INSTRUCTIONS FOR THE TASK:
Reproduce the lines unchanged, from the very first one down to the line containing "<point>258,757</point>", both included. Leave the pictures out of your answer.

DATA SUPPLIED:
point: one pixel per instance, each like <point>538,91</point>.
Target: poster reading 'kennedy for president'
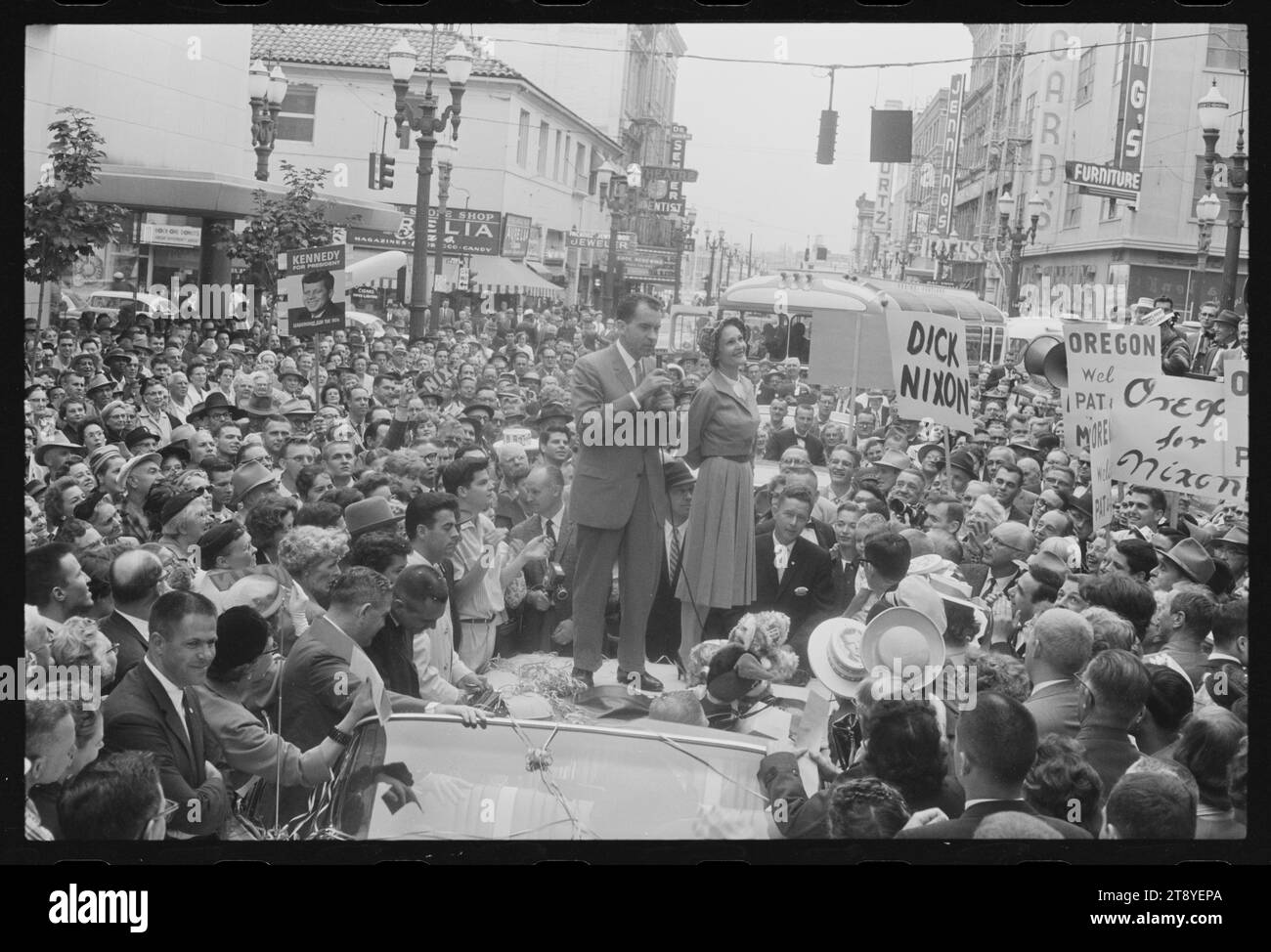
<point>312,290</point>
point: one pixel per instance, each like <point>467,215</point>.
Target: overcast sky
<point>755,126</point>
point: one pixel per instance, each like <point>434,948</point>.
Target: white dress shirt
<point>176,694</point>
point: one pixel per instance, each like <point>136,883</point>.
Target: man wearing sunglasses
<point>296,454</point>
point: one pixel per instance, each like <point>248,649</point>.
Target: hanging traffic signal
<point>386,164</point>
<point>829,132</point>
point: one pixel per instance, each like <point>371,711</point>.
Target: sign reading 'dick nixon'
<point>312,290</point>
<point>1168,432</point>
<point>928,361</point>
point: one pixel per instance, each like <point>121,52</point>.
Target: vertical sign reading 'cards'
<point>312,291</point>
<point>928,363</point>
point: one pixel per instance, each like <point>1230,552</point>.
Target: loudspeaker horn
<point>1046,358</point>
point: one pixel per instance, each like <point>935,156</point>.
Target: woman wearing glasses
<point>258,757</point>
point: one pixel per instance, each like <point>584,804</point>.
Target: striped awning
<point>504,276</point>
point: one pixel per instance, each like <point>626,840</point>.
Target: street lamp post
<point>712,245</point>
<point>619,193</point>
<point>444,153</point>
<point>1017,237</point>
<point>422,118</point>
<point>266,90</point>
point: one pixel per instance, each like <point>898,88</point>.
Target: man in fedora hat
<point>547,619</point>
<point>664,633</point>
<point>372,515</point>
<point>1060,647</point>
<point>250,482</point>
<point>1186,562</point>
<point>1224,341</point>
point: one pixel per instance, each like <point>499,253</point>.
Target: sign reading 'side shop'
<point>310,295</point>
<point>928,361</point>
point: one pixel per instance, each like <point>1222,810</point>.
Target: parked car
<point>427,777</point>
<point>110,301</point>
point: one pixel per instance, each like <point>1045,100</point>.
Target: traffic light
<point>386,164</point>
<point>829,132</point>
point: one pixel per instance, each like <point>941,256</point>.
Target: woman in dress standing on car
<point>717,568</point>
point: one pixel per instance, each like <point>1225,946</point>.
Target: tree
<point>60,227</point>
<point>280,224</point>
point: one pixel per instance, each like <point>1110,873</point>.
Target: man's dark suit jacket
<point>783,439</point>
<point>537,626</point>
<point>132,646</point>
<point>1055,710</point>
<point>844,580</point>
<point>824,532</point>
<point>809,568</point>
<point>393,654</point>
<point>1110,753</point>
<point>964,826</point>
<point>662,633</point>
<point>139,715</point>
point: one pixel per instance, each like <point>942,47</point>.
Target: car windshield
<point>432,778</point>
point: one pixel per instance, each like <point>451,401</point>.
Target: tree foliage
<point>62,227</point>
<point>280,224</point>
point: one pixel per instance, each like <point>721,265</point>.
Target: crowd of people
<point>219,515</point>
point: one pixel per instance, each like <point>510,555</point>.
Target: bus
<point>834,325</point>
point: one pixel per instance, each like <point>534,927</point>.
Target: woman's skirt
<point>719,562</point>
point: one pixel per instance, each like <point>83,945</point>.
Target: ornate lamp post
<point>1017,237</point>
<point>422,118</point>
<point>712,245</point>
<point>1211,110</point>
<point>266,90</point>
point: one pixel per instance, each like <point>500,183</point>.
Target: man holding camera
<point>547,622</point>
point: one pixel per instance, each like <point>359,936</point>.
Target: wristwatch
<point>339,736</point>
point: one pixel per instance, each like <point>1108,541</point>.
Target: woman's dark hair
<point>962,625</point>
<point>1059,779</point>
<point>717,332</point>
<point>865,808</point>
<point>903,748</point>
<point>1170,698</point>
<point>1126,596</point>
<point>265,519</point>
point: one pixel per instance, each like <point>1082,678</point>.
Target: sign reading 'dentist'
<point>310,290</point>
<point>928,361</point>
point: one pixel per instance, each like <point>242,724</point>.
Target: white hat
<point>834,655</point>
<point>903,638</point>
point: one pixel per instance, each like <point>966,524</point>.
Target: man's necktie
<point>780,558</point>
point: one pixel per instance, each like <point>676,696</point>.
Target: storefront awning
<point>206,194</point>
<point>506,276</point>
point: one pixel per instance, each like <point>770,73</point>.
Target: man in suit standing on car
<point>618,498</point>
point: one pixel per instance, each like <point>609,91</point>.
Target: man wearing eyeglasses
<point>115,798</point>
<point>1009,545</point>
<point>297,454</point>
<point>153,708</point>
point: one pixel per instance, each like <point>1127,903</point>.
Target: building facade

CORRECT ANSWER:
point: one pixel per instance, each like <point>538,91</point>.
Target: poster reading 'kennedy for president'
<point>312,290</point>
point: one pixel per instance, each like <point>467,215</point>.
Target: overcast sky
<point>755,126</point>
point: one pixel per instance, each like <point>434,948</point>.
Target: white dress shirt
<point>176,694</point>
point: one pixel per instance, each like <point>136,883</point>.
Target: man wearing sunglasses
<point>296,454</point>
point: one pixel per instance, each like <point>248,649</point>.
Target: hanging traffic signal
<point>386,164</point>
<point>829,132</point>
point: one pixel per instance, each like <point>371,711</point>.
Target: sign reading 'dick nixon'
<point>312,290</point>
<point>1168,432</point>
<point>928,361</point>
point: one pixel per instance, each like <point>121,52</point>.
Target: vertical sign reading 'cards'
<point>312,291</point>
<point>928,363</point>
point: one pixel per instance, each like <point>1230,552</point>.
Target: loudspeaker horn
<point>1046,358</point>
point: one pixel per instance, each like <point>935,156</point>.
Target: woman wearing glasses
<point>258,757</point>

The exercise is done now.